### What to produce
For this exercise, the reply is the listing below, reproduced exactly.

[Task data Boundary: Start]

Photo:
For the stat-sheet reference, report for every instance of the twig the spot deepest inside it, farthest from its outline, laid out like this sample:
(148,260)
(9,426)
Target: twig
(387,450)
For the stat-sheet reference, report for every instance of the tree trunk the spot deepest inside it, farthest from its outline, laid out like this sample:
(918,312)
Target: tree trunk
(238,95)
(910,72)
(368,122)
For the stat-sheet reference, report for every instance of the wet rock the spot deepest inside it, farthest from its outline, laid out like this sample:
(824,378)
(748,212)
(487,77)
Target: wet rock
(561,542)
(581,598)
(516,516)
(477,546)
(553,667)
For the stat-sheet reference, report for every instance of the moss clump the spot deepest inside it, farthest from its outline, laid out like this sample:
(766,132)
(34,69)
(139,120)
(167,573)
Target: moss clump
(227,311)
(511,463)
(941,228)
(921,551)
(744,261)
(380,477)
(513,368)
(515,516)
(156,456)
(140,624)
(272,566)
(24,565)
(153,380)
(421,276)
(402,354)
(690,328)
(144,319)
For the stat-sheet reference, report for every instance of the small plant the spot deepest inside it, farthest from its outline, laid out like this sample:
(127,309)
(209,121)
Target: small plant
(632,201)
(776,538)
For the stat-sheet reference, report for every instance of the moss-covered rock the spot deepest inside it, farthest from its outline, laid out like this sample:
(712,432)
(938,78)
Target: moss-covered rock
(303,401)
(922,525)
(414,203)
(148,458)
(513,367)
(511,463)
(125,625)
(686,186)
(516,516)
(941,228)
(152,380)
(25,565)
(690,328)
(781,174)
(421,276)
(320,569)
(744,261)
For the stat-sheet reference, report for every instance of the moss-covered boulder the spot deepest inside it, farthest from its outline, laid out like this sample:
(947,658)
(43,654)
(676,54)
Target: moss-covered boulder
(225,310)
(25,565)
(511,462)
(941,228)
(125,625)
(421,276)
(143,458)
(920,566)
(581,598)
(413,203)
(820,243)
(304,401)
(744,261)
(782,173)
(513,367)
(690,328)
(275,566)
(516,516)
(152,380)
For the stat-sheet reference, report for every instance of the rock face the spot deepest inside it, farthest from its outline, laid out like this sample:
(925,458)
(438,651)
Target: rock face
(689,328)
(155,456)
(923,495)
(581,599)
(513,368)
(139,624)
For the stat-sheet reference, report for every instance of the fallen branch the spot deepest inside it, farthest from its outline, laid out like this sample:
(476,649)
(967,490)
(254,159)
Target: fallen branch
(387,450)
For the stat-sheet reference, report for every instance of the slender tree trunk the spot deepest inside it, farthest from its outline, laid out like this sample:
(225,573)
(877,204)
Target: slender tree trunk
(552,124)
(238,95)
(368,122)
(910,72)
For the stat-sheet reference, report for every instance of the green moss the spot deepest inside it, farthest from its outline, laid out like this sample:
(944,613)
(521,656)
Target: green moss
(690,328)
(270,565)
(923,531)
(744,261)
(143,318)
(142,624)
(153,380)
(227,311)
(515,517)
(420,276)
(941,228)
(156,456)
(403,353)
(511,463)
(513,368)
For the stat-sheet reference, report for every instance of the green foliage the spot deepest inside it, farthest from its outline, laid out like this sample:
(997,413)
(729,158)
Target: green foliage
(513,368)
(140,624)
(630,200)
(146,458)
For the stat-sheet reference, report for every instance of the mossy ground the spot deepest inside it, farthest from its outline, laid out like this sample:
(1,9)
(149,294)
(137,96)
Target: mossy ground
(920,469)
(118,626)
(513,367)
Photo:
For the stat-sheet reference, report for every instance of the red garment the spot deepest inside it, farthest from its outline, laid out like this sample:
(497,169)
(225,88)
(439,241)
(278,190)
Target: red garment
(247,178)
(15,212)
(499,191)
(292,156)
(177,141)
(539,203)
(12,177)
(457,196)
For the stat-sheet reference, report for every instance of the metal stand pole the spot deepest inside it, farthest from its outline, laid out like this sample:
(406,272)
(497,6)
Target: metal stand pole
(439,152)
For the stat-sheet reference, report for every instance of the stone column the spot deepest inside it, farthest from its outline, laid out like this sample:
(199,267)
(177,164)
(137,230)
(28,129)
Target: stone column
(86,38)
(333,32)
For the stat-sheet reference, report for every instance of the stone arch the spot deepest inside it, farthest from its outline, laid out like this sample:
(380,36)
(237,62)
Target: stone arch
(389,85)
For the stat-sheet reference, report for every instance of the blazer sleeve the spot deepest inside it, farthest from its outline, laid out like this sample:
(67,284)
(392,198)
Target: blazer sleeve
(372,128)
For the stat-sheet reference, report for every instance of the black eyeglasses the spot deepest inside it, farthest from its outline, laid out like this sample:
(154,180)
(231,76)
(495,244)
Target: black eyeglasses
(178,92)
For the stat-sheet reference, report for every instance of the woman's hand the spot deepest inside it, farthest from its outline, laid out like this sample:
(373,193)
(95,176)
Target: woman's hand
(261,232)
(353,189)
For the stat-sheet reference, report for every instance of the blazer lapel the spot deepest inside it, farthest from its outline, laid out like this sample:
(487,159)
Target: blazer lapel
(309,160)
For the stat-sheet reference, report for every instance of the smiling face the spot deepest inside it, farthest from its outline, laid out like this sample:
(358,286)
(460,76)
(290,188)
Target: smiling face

[Task data Boundary: End]

### Answer section
Photo:
For the stat-sheet reference, report for every instance of the twig the spot deepest inside it, farthest from its outline, laid out like this sample:
(148,260)
(9,426)
Target: twig
(387,450)
For the stat-sheet reference, report for every instance of the tree trunk the spot deepest inside it, farthest from its outline, laid out like this sample:
(918,312)
Target: tree trunk
(238,95)
(910,72)
(368,122)
For the stat-sheet reference, report for every instance of the wet rock the spot deepest inside it, farthest from its outline, laid out like this sample:
(824,378)
(748,212)
(487,77)
Target: wet rock
(561,542)
(581,598)
(516,516)
(477,546)
(553,667)
For the stat-sheet reference, report for every instance of the moss clump the spot deepest inside it, farthest from its outline, laid out like this sample:
(766,132)
(34,69)
(139,120)
(167,573)
Target: moss clump
(227,311)
(511,463)
(941,228)
(921,551)
(744,261)
(380,477)
(513,368)
(515,516)
(156,456)
(140,624)
(272,566)
(24,565)
(153,380)
(421,276)
(402,354)
(690,328)
(144,319)
For the stat-sheet reference, report for every instance of the small plant the spot deepest inside it, farthest from its outline, laid out like this sample:
(127,309)
(209,121)
Target: small plant
(632,201)
(776,538)
For the stat-sheet reference, report for every instance of the moss-covered rock the spot deepest inside it, farthest from its outline, laid out like this sample:
(712,432)
(938,78)
Target: moss-covered rock
(303,401)
(922,525)
(414,203)
(148,458)
(513,367)
(511,463)
(125,625)
(686,186)
(516,516)
(941,228)
(152,380)
(25,565)
(690,328)
(781,174)
(421,276)
(320,569)
(744,261)
For the stat-sheet reference, report for every instance of the moss-covered boulder the spot deepest inside it, farthest from its outline, laid out like this sample:
(947,658)
(43,654)
(676,54)
Target: moss-covered boulder
(225,310)
(25,565)
(511,462)
(941,228)
(125,625)
(421,276)
(143,458)
(920,566)
(581,598)
(413,203)
(820,243)
(304,401)
(744,261)
(782,173)
(513,367)
(690,328)
(275,566)
(516,516)
(152,380)
For the stat-sheet reference, report for every instance of the rock face the spot deepest inside it, farthest from its outline, laid out like this sample:
(925,458)
(438,651)
Target: rock face
(689,328)
(155,456)
(923,495)
(581,599)
(513,368)
(139,624)
For the stat-sheet reference, report for every instance of the fallen branch the spot deepest inside it, farthest from its outline, laid out like this sample:
(476,649)
(967,490)
(254,159)
Target: fallen branch
(387,450)
For the stat-sheet reference, report for every instance of the slender tree trunk the spot deepest inside it, farthest from its outline, laid out like this sample:
(225,573)
(877,204)
Target: slender tree trunk
(552,124)
(238,95)
(368,122)
(910,72)
For the stat-sheet reference, report for every instance of the green moss the spot deepest inside it, farthest from its outline, laid out like this sample:
(944,613)
(521,656)
Target: green moss
(690,328)
(270,565)
(923,531)
(744,261)
(143,318)
(142,624)
(153,380)
(227,311)
(515,517)
(420,276)
(941,228)
(156,456)
(403,353)
(511,463)
(513,368)
For the stat-sheet reference, report for every instance of the green foliage the spot deepest inside it, farthest from its outline, laid out like this sample:
(997,413)
(729,158)
Target: green foliage
(513,368)
(140,624)
(630,200)
(146,458)
For the stat-sheet reference, report for every instance of the mossy ground the spot deepest inside it, farthest from its outline, laid out like this sample:
(1,9)
(149,294)
(137,96)
Target: mossy ground
(920,469)
(118,626)
(513,367)
Photo:
For the stat-sheet reference, report for every instance of the red garment the spot deepest inside it, farthest from its outline, laid out like this sample:
(497,169)
(225,88)
(439,241)
(278,190)
Target: red garment
(247,178)
(15,212)
(499,191)
(292,156)
(177,141)
(539,203)
(12,177)
(457,196)
For the stat-sheet reference, report for every instance of the metal stand pole the spot deepest inside it, farthest from its outline, laid out like this sample:
(406,272)
(497,6)
Target: metal stand pole
(439,152)
For the stat-sheet reference, report for every instance of the stone column the spot deepest inside it, farthest from its outline, laid out like this sample:
(199,267)
(177,164)
(137,230)
(28,129)
Target: stone column
(86,38)
(333,32)
For the stat-sheet reference, report for every instance of the stone arch the spot deepest inside it, farthest from its outline, laid out like this sample:
(380,36)
(237,62)
Target: stone arch
(389,85)
For the stat-sheet reference, report for every instance of the blazer sleeve the spot deepest inside it, farthest from its outline, laid out like this sample:
(67,284)
(392,198)
Target: blazer sleeve
(372,128)
For the stat-sheet reference, report for every instance of the black eyeglasses the spot deepest inside it, farthest from its outline, laid out like this sample:
(154,180)
(231,76)
(495,244)
Target: black eyeglasses
(178,92)
For the stat-sheet reference, report for every instance of the woman's hand the spot deepest inside it, farthest from its outline, laid out like this sample:
(373,193)
(95,176)
Target: woman's hand
(261,232)
(353,189)
For the stat-sheet reference, report for every instance of the blazer lapel the spot deepest inside it, farthest from its outline, laid out like this sample:
(487,159)
Target: blazer lapel
(309,160)
For the stat-sheet reference, report for every instance of the smiling face the spot deepest inside it, farthest from its outline, laid out like this sample:
(358,286)
(460,76)
(290,188)
Target: smiling face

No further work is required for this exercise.